Source passage
(begin)

Using every language containing the "a grave" letter (c3 a0) causes an error
when the function "ts_vector" is invoked.

test=> select to_tsvector('italian','prova');
ERROR: invalid byte sequence for encoding "UTF8": 0xc3
HINT: This error can also happen if the byte sequence does not match the
encoding expected by the server, which is controlled by "client_encoding".

test=> select to_tsvector('french','prova');
ERROR: invalid byte sequence for encoding "UTF8": 0xc3
HINT: This error can also happen if the byte sequence does not match the
encoding expected by the server, which is controlled by "client_encoding".

test=> select to_tsvector('portuguese','prova');
ERROR: invalid byte sequence for encoding "UTF8": 0xc3
HINT: This error can also happen if the byte sequence does not match the
encoding expected by the server, which is controlled by "client_encoding".

(end)

Material provided
(begin)

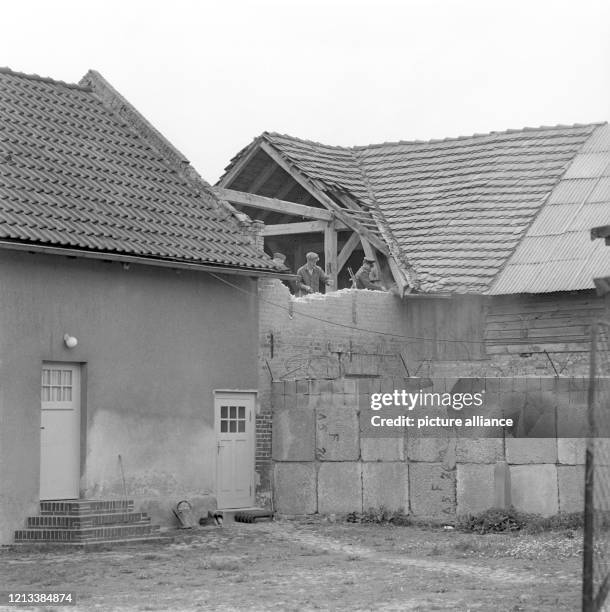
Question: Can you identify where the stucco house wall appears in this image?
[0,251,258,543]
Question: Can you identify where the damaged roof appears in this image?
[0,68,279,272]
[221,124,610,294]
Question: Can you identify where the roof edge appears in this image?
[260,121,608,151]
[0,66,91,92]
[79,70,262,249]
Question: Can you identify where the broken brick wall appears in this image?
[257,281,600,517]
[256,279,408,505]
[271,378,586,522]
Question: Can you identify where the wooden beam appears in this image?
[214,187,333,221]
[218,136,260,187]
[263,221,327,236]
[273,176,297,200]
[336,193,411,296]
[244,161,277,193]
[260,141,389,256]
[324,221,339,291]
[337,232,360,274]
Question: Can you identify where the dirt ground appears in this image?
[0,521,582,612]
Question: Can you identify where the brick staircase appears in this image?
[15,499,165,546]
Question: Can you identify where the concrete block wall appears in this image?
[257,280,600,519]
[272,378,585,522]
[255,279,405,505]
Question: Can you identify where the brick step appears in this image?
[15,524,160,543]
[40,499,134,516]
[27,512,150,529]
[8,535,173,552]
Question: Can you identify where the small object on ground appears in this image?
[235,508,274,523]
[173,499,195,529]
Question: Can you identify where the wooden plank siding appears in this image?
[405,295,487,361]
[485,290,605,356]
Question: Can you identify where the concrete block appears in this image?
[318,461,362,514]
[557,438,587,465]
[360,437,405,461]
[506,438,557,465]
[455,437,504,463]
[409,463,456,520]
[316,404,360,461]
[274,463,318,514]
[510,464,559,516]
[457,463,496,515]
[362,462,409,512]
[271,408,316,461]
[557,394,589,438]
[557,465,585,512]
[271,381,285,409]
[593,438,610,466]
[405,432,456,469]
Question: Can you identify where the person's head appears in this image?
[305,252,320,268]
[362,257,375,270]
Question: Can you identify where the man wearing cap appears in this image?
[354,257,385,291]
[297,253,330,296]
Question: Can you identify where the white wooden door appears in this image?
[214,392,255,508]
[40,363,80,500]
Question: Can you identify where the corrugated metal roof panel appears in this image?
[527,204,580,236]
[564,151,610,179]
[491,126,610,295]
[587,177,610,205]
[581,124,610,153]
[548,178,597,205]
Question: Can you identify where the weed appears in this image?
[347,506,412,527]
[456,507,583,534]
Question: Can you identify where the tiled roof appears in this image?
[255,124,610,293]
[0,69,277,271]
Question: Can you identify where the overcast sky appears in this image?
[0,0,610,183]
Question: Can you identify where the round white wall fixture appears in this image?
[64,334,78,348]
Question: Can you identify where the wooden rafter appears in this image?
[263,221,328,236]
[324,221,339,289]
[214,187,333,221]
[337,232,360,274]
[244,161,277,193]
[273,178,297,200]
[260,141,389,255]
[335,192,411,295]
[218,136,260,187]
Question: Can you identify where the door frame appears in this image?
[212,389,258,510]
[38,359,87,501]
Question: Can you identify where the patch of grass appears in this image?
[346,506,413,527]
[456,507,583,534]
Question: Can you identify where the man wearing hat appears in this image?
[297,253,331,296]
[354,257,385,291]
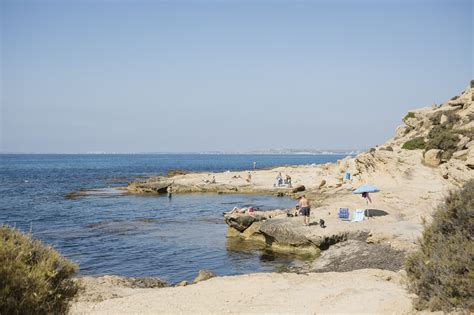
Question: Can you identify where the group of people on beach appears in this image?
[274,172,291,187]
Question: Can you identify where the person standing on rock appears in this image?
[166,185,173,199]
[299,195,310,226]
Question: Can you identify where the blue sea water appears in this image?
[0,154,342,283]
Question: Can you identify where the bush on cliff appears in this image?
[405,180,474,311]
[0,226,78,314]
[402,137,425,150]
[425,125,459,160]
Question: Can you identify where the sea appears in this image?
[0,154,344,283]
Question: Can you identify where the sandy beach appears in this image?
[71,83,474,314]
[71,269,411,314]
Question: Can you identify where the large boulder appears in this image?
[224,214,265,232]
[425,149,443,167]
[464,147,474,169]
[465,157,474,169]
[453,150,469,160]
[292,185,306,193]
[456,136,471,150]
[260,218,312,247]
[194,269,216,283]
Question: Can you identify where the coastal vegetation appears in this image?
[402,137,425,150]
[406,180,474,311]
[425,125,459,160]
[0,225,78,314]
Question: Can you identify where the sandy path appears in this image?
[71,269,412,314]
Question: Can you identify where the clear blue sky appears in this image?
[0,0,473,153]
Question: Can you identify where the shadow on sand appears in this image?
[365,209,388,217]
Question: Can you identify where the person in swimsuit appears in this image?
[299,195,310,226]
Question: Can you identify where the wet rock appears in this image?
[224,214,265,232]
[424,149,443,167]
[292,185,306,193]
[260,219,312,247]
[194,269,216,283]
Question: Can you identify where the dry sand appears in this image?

(end)

Requirements
• 1. According to the bug report on the to_tsvector error, which byte does the error message identify as invalid for UTF8?
• 2. Summarize the bug report on the to_tsvector error in two sentences.
• 3. Write the next part of the bug report on the to_tsvector error, picking up after its final line.

Responses for each task
• 1. 0xc3

• 2. Using any language that contains the "a grave" letter (bytes c3 a0) causes an error when the text search function is called. Calls to to_tsvector on the word 'prova' with Italian, French, and Portuguese each fail with an invalid byte sequence error for UTF8 at 0xc3, plus a hint that the bytes may not match the encoding set by "client_encoding."

• 3.
From: Tom Lane <tgl(at)sss(dot)pgh(dot)pa(dot)us>
To: "Giorgio Valoti" <giorgio_v(at)mac(dot)com>
Cc: pgsql-bugs(at)postgresql(dot)org
Subject: Re: BUG #4253: to_tsvector: error with some configurations
Date: 2008-06-18 15:16:48
Message-ID: 27306.1213802208@sss.pgh.pa.us
Views: Raw Message | Whole Thread | Download mbox | Resend email
Lists: pgsql-bugs

"Giorgio Valoti" <giorgio_v(at)mac(dot)com> writes:
> Using every language containing the "a grave" letter (c3 a0) causes an error
> when the function "ts_vector" is invoked.

> test=> select to_tsvector('italian','prova');
> ERROR: invalid byte sequence for encoding "UTF8": 0xc3

Hmm, works for me:

z=# select to_tsvector('italian','prova');
to_tsvector
-------------
'prov':1
(1 row)

What database encoding (server_encoding) are you using? Is it possible
that the text search configuration files have been rewritten into a
non-UTF8 encoding?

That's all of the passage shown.